------ Listed entries
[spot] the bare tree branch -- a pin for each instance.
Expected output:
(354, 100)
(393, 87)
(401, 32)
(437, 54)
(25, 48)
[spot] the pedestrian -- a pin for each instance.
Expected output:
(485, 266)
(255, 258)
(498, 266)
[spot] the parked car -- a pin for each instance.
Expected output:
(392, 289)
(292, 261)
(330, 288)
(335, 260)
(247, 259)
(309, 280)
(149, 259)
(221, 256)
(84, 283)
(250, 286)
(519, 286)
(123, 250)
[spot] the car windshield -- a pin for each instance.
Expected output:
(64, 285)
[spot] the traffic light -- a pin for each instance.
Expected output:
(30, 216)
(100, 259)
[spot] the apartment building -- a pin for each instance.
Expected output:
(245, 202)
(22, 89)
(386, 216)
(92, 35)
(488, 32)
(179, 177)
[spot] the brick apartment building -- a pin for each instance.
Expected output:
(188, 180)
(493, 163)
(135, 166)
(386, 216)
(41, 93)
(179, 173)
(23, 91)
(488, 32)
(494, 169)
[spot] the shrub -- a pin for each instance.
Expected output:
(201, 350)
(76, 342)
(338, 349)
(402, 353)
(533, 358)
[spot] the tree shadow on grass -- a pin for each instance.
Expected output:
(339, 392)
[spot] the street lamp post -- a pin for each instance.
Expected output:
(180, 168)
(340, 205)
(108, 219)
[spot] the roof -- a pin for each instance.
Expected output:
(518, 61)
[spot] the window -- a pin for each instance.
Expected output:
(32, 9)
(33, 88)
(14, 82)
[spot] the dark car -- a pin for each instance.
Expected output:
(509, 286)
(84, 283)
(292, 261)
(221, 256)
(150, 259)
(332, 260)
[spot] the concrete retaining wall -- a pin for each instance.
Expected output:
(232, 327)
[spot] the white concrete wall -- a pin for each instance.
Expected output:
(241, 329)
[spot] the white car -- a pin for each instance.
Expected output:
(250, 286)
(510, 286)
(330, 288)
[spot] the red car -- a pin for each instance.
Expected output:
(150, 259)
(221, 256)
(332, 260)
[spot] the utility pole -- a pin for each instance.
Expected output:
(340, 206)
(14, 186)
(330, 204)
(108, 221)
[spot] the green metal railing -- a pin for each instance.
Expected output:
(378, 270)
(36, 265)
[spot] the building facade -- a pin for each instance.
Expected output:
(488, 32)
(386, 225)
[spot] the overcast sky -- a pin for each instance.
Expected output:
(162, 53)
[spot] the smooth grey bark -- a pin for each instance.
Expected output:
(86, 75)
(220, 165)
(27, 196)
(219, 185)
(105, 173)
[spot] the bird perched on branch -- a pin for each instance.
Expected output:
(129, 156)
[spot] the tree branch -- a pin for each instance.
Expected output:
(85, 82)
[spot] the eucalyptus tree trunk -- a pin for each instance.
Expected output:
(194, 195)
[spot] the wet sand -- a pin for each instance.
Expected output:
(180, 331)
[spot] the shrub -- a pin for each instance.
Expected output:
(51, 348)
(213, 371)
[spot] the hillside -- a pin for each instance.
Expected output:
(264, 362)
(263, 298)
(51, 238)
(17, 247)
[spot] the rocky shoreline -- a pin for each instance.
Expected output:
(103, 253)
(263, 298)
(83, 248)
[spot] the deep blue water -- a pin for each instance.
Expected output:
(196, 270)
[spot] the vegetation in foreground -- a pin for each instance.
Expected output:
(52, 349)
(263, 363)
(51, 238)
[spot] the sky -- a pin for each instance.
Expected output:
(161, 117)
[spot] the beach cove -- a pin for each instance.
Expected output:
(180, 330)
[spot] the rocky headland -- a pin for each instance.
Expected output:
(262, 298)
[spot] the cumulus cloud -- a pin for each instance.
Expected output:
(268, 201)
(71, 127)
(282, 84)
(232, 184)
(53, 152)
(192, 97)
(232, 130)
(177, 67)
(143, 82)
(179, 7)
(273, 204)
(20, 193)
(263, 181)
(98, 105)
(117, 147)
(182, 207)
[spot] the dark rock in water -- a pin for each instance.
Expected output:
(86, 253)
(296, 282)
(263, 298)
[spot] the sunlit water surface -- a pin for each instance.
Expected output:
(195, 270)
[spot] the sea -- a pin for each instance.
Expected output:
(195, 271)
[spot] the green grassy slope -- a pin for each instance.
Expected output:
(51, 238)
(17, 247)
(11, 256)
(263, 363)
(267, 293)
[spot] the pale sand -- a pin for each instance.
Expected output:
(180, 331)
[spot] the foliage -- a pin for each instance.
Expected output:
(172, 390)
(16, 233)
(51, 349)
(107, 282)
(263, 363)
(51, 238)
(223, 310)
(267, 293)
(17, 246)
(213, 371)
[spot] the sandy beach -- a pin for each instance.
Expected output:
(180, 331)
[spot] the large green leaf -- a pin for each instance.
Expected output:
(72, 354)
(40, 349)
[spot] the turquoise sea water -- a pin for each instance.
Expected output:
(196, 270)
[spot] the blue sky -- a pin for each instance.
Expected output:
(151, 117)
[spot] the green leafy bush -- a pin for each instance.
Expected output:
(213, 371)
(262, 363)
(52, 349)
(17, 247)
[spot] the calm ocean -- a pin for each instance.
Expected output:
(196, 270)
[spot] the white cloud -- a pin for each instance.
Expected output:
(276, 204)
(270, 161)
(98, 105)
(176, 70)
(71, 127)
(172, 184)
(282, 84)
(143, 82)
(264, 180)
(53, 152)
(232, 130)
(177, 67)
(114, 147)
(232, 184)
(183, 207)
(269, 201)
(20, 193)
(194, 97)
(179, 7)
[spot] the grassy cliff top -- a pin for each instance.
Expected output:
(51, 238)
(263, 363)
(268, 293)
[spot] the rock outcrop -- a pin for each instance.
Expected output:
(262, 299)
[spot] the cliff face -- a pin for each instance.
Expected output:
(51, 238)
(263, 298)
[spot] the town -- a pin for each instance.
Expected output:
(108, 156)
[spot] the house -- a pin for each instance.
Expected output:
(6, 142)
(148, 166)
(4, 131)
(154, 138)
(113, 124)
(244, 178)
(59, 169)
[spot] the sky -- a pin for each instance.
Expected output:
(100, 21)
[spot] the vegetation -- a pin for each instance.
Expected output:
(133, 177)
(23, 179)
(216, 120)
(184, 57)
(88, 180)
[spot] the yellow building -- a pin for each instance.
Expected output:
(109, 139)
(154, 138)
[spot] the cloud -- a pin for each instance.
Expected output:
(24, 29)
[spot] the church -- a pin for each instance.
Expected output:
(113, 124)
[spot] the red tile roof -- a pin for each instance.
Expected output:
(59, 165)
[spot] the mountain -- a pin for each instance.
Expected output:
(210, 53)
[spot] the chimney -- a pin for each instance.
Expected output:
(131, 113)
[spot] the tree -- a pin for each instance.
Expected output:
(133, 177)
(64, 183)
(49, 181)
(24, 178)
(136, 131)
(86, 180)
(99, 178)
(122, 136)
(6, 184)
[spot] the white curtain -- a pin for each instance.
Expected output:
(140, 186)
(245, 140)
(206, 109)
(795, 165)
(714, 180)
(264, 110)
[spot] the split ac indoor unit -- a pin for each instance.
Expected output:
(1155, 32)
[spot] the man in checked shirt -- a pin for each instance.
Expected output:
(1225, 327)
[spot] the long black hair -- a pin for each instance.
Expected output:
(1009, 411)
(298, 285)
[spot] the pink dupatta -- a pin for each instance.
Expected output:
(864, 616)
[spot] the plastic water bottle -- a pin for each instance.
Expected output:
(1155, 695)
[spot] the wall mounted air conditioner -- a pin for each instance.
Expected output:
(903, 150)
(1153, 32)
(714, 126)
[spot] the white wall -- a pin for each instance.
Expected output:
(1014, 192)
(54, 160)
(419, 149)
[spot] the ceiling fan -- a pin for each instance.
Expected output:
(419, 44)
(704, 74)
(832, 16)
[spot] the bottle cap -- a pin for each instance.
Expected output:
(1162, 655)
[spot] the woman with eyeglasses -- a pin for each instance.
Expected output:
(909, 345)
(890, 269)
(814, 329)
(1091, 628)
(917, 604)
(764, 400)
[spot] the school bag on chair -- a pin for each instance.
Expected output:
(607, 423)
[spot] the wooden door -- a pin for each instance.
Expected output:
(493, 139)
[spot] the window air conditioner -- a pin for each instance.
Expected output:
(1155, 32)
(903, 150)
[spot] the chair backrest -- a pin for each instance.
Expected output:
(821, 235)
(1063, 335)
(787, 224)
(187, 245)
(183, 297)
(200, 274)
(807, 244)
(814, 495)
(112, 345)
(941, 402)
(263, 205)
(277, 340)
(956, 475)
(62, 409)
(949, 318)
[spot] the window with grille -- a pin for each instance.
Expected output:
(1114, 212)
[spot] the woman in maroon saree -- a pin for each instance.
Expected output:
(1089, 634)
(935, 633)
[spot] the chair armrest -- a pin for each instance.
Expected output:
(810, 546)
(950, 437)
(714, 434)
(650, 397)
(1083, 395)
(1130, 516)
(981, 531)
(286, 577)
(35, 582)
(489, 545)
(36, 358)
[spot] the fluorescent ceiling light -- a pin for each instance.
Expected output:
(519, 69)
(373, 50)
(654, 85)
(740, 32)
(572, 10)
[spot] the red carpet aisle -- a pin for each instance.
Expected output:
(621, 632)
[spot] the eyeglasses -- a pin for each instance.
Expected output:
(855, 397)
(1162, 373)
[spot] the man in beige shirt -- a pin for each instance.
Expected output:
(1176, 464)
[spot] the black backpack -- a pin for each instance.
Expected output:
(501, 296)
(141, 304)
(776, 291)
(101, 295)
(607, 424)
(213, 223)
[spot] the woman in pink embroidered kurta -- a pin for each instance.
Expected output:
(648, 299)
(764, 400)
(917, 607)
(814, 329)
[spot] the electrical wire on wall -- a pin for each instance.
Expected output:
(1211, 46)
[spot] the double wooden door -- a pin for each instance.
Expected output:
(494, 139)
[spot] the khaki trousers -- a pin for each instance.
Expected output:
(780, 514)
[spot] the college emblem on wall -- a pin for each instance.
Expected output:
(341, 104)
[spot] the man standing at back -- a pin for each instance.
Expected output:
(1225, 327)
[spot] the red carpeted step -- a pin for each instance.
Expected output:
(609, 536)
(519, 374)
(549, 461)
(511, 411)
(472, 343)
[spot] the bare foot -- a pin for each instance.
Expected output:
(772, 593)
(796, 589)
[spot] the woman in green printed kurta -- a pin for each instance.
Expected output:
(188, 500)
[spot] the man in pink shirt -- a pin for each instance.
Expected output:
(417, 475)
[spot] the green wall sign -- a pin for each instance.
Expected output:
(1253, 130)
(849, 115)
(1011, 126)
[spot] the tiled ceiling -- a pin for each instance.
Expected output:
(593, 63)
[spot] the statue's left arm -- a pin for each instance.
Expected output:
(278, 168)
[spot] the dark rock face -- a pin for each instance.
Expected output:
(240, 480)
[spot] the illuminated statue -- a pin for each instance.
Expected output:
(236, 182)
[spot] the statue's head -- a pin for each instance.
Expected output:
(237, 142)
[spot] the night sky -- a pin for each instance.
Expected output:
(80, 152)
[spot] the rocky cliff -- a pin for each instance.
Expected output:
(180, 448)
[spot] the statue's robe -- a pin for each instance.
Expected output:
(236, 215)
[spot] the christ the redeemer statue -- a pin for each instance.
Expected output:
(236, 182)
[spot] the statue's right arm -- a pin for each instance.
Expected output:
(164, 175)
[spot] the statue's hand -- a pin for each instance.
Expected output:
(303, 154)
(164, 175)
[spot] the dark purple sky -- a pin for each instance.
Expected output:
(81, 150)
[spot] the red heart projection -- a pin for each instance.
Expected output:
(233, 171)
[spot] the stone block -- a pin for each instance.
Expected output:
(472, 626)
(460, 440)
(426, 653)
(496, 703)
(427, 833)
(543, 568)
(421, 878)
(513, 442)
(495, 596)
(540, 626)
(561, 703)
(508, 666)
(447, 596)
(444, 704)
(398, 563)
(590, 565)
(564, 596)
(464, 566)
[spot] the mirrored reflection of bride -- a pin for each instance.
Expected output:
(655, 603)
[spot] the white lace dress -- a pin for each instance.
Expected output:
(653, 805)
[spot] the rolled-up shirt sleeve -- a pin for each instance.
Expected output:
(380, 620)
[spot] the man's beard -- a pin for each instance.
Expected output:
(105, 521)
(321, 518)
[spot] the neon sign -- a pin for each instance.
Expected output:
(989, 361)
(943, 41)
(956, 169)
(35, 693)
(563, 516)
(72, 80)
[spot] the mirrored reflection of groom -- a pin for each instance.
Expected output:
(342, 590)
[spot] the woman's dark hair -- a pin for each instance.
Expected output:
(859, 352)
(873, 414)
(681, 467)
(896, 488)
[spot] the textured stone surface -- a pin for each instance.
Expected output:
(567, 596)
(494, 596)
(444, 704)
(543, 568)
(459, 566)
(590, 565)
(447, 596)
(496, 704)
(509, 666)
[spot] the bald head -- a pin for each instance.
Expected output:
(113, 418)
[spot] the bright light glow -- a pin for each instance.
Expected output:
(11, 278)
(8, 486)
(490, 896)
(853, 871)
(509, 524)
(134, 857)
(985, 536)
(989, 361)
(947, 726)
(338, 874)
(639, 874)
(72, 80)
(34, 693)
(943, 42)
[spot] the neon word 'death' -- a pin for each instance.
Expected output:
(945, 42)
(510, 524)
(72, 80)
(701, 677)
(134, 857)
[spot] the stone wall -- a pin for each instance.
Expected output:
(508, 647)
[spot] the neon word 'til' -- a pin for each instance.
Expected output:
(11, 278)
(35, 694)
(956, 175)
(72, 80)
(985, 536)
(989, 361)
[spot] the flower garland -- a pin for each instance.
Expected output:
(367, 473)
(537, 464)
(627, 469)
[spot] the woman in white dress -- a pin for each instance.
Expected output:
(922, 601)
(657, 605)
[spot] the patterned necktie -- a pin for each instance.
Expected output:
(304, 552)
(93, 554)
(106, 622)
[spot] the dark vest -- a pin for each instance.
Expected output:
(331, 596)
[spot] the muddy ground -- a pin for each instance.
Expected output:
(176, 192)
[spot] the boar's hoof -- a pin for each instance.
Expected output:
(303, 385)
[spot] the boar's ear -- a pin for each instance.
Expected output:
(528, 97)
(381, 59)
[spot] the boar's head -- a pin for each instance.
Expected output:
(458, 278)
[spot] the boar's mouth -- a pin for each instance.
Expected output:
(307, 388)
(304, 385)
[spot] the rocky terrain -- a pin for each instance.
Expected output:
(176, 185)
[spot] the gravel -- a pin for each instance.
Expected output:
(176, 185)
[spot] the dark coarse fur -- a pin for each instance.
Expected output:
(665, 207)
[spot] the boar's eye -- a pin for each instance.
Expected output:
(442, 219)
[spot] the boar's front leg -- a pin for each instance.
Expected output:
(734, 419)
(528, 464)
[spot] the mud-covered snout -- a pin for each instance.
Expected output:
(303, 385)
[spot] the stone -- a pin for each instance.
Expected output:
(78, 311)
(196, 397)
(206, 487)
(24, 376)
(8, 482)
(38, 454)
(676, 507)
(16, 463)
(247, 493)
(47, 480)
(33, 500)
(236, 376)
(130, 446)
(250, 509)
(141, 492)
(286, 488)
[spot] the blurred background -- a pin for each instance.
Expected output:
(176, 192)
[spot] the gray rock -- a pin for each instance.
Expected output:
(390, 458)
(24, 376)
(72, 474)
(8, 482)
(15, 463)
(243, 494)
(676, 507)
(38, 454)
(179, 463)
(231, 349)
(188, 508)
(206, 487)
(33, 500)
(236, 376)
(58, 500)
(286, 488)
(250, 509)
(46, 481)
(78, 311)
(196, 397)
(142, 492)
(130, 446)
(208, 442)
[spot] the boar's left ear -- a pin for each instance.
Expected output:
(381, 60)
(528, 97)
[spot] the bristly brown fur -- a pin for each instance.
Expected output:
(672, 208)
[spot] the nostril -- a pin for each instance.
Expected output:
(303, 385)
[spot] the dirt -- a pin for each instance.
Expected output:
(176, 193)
------------
Beginning at the line that holds "[spot] the flower", write out word for word each line through the end of the records.

[spot] the flower garland -- a pin for each instance.
Expected output:
(367, 473)
(537, 464)
(627, 469)
[spot] the woman in white dress -- a pin for each instance.
Expected output:
(922, 601)
(657, 605)
[spot] the patterned necktie -- a pin for each instance.
Expected output:
(304, 552)
(93, 554)
(106, 622)
[spot] the dark vest -- a pin for each instance.
Expected output:
(331, 596)
[spot] the muddy ground -- a pin for each instance.
Expected output:
(176, 192)
[spot] the boar's hoof -- a pin for each instance.
Expected output:
(303, 385)
[spot] the boar's ear -- a pin for each instance.
Expected output:
(528, 97)
(381, 59)
[spot] the boar's head -- a pin for each instance.
Expected output:
(458, 278)
[spot] the boar's mouth -- a pin for each instance.
Expected output:
(307, 388)
(304, 385)
[spot] the rocky terrain -- a pin for each instance.
Expected output:
(176, 185)
[spot] the gravel -- a pin for each instance.
Expected output:
(176, 185)
[spot] the dark coarse fur -- a pin for each instance.
Expected output:
(665, 207)
[spot] the boar's eye -- a pin for each instance.
Expected output:
(442, 219)
[spot] the boar's front leg -- a pin for each instance.
Expected output:
(734, 419)
(528, 464)
[spot] the mud-covered snout -- a pin for each instance.
Expected output:
(303, 385)
[spot] the stone -- a pin for each instance.
Expected output:
(78, 311)
(196, 397)
(206, 487)
(24, 376)
(8, 482)
(38, 454)
(676, 507)
(16, 463)
(247, 493)
(47, 480)
(33, 500)
(236, 376)
(130, 446)
(250, 509)
(141, 492)
(286, 488)
[spot] the blurred background -- a pin for each instance.
Expected output:
(176, 192)
[spot] the gray rock -- a pin for each instance.
Expected output:
(390, 458)
(24, 376)
(72, 474)
(8, 482)
(15, 463)
(243, 494)
(676, 507)
(38, 454)
(179, 463)
(231, 349)
(188, 508)
(206, 487)
(33, 500)
(236, 376)
(58, 500)
(286, 488)
(250, 509)
(46, 481)
(78, 311)
(196, 397)
(142, 492)
(130, 446)
(208, 442)
[spot] the boar's left ear -- a pin for each instance.
Expected output:
(381, 60)
(528, 97)
[spot] the bristly brown fur -- a pin for each instance.
Expected output:
(672, 208)
[spot] the nostril -- a pin for each instance.
Expected output:
(303, 385)
[spot] the dirt -- a pin for each instance.
Expected output:
(176, 193)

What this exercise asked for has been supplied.